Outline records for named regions
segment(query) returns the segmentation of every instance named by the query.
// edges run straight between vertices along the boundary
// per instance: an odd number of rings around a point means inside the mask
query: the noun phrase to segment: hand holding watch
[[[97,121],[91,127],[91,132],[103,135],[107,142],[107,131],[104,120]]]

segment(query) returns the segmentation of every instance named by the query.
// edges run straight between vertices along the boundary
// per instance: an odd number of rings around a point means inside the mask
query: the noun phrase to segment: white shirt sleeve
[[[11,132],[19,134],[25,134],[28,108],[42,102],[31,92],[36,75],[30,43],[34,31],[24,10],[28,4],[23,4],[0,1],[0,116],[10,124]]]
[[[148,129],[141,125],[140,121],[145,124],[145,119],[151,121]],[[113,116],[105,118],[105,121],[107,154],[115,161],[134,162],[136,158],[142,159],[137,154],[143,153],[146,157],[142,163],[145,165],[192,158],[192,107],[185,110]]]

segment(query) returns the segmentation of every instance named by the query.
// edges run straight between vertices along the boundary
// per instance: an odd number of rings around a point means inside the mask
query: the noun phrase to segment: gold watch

__REQUEST__
Reproduce every line of the items above verbatim, leaving nothing out and changing nothing.

__SOLUTION TO THIS TASK__
segment(query) returns the segmentation of every instance named by the query.
// edges run straight between vertices along the boundary
// per instance: an odd number of rings around a point means inside the mask
query: the noun phrase to segment: hand holding watch
[[[97,121],[91,127],[91,132],[103,135],[107,142],[107,131],[104,120]]]

segment(query) returns the segmentation of every instance named by the query.
// edges run straight between vertices along the boundary
// per instance: an odd number of rings around a point means inside the mask
query: the noun phrase to segment: white shirt sleeve
[[[11,132],[19,134],[25,134],[28,108],[42,102],[31,92],[36,75],[30,43],[34,31],[24,10],[28,4],[23,4],[0,1],[0,116],[10,124]]]
[[[148,129],[141,125],[140,121],[145,124],[145,119],[151,121]],[[113,116],[105,118],[105,121],[107,154],[115,161],[134,162],[136,158],[142,159],[137,154],[143,153],[146,157],[142,163],[145,165],[192,158],[192,107],[185,110]]]

segment(query) returns the segmentation of every instance named by the query.
// edges run straight between vertices along the boundary
// per instance: an odd number of rings around a point means inside the mask
query: the noun phrase to segment: gold watch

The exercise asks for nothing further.